BEGIN RECORDS FOR THE EXERCISE

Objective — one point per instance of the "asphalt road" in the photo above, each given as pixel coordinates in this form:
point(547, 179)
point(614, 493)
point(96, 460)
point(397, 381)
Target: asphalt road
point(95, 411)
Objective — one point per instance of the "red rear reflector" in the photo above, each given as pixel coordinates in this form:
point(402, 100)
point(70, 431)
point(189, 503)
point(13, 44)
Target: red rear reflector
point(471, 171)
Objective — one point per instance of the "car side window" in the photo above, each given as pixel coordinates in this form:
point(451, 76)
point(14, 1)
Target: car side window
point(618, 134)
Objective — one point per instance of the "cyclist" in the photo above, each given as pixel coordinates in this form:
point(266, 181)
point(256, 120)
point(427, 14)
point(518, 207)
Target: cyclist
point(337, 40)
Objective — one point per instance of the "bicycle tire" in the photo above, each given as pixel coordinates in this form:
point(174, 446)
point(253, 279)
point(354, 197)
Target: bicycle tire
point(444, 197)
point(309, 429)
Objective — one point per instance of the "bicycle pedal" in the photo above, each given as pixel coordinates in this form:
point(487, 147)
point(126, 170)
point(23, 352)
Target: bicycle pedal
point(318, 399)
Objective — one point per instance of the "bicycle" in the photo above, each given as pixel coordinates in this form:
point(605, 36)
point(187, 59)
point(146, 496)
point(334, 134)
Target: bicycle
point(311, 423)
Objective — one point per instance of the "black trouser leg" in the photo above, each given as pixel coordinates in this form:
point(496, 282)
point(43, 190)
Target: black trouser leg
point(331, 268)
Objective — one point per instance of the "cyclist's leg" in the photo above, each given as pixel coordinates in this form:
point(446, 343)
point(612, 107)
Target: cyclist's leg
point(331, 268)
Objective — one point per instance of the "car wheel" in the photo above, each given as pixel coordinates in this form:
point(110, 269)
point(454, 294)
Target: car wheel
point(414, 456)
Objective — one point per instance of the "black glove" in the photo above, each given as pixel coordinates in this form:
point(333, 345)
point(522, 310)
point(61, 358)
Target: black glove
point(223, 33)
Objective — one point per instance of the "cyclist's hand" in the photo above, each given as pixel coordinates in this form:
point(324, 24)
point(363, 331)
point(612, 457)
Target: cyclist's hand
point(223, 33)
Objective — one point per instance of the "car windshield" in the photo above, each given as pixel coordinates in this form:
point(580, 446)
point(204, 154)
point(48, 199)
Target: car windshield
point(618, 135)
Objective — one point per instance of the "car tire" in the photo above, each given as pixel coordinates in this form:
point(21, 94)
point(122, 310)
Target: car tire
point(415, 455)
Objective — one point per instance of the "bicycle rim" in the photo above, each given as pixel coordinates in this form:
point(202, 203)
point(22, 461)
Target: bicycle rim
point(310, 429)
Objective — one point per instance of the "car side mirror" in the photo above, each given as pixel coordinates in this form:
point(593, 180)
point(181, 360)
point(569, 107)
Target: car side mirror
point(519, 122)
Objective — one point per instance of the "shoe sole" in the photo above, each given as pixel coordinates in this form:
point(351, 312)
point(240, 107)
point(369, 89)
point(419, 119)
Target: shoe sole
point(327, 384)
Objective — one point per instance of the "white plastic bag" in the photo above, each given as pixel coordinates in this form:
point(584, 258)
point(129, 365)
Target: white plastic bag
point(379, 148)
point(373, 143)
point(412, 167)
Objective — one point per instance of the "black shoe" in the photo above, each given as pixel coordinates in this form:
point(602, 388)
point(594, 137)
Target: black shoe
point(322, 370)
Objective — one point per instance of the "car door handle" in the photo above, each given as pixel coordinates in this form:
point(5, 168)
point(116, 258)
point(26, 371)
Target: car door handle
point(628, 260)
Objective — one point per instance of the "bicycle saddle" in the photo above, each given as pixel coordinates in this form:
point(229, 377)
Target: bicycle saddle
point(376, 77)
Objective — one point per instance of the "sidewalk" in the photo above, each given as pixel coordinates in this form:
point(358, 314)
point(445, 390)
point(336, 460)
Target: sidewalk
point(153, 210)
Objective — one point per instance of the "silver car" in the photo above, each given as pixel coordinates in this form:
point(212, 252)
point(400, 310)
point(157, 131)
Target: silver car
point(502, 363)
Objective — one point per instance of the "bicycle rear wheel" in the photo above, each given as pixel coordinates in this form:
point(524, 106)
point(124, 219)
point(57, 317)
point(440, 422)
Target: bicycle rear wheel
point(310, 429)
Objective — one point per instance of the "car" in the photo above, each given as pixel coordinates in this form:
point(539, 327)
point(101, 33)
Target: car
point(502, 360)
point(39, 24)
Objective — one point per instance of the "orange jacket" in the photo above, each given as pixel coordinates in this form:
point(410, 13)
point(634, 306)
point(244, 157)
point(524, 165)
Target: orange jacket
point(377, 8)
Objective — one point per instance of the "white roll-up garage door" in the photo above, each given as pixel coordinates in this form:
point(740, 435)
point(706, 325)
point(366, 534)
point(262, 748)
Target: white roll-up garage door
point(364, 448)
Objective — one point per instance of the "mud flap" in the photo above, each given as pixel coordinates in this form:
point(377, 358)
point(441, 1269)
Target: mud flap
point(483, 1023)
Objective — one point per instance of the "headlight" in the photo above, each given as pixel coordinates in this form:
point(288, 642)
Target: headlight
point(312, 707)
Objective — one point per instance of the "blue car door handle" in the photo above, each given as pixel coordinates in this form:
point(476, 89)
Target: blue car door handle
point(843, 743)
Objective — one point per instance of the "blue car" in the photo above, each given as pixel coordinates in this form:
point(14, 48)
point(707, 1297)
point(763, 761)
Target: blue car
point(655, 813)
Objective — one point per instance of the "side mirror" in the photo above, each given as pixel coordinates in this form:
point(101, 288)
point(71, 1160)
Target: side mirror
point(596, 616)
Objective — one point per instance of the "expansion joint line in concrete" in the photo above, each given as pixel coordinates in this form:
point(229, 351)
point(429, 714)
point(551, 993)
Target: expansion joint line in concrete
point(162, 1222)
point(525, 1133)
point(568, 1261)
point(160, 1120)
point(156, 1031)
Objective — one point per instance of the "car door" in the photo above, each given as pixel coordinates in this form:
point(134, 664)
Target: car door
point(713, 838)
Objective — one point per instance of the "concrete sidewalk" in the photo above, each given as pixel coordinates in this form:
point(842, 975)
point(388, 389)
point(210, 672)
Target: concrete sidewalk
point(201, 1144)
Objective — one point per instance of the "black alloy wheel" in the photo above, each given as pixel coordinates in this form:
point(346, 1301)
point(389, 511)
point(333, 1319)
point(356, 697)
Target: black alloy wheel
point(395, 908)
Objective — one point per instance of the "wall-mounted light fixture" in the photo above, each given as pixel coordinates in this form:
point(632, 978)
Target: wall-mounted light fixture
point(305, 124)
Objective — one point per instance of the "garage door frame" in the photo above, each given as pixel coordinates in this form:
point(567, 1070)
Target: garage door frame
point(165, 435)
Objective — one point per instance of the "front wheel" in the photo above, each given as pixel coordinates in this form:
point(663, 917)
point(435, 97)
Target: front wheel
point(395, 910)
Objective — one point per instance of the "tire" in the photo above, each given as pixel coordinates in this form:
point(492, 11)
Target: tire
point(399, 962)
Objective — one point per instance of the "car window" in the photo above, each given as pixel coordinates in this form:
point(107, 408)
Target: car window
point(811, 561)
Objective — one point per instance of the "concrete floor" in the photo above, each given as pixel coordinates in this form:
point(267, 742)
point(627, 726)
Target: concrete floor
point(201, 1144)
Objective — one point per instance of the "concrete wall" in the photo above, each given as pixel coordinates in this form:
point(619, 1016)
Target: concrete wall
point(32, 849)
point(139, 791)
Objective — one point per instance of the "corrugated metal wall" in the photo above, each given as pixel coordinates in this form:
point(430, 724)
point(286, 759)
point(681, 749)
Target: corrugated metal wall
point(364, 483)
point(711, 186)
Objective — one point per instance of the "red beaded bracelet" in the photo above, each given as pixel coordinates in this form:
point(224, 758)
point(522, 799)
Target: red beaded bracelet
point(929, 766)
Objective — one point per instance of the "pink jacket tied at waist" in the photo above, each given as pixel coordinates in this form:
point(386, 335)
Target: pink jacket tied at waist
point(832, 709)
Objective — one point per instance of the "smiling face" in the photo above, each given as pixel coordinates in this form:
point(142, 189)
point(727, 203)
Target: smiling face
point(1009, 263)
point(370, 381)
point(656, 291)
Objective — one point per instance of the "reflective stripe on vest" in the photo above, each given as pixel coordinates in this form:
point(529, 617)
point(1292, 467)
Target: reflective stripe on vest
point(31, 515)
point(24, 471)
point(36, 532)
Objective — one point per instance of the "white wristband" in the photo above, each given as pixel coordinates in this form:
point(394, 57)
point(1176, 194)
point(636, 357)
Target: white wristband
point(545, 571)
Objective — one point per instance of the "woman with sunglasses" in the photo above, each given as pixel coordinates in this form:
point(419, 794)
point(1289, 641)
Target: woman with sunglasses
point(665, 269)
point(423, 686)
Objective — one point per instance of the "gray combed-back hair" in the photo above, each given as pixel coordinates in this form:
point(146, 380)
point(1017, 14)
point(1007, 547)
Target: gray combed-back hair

END RECORDS FOR THE EXERCISE

Output as a numbered list every row from the start of the rows through the row containing "point(471, 171)", both ends included, leaving out any blank lines.

CORRECT RESULT:
1. Objective — one point per instance of the "asphalt road" in the photo above, each given as pixel coordinates in this form:
2. point(547, 179)
3. point(614, 493)
4. point(96, 460)
5. point(397, 381)
6. Target: asphalt road
7. point(95, 411)
8. Objective — one point per instance of the "red rear reflector" in the photo above, each given as pixel coordinates in this form:
9. point(402, 100)
10. point(70, 431)
11. point(189, 503)
12. point(13, 44)
13. Target: red rear reflector
14. point(471, 171)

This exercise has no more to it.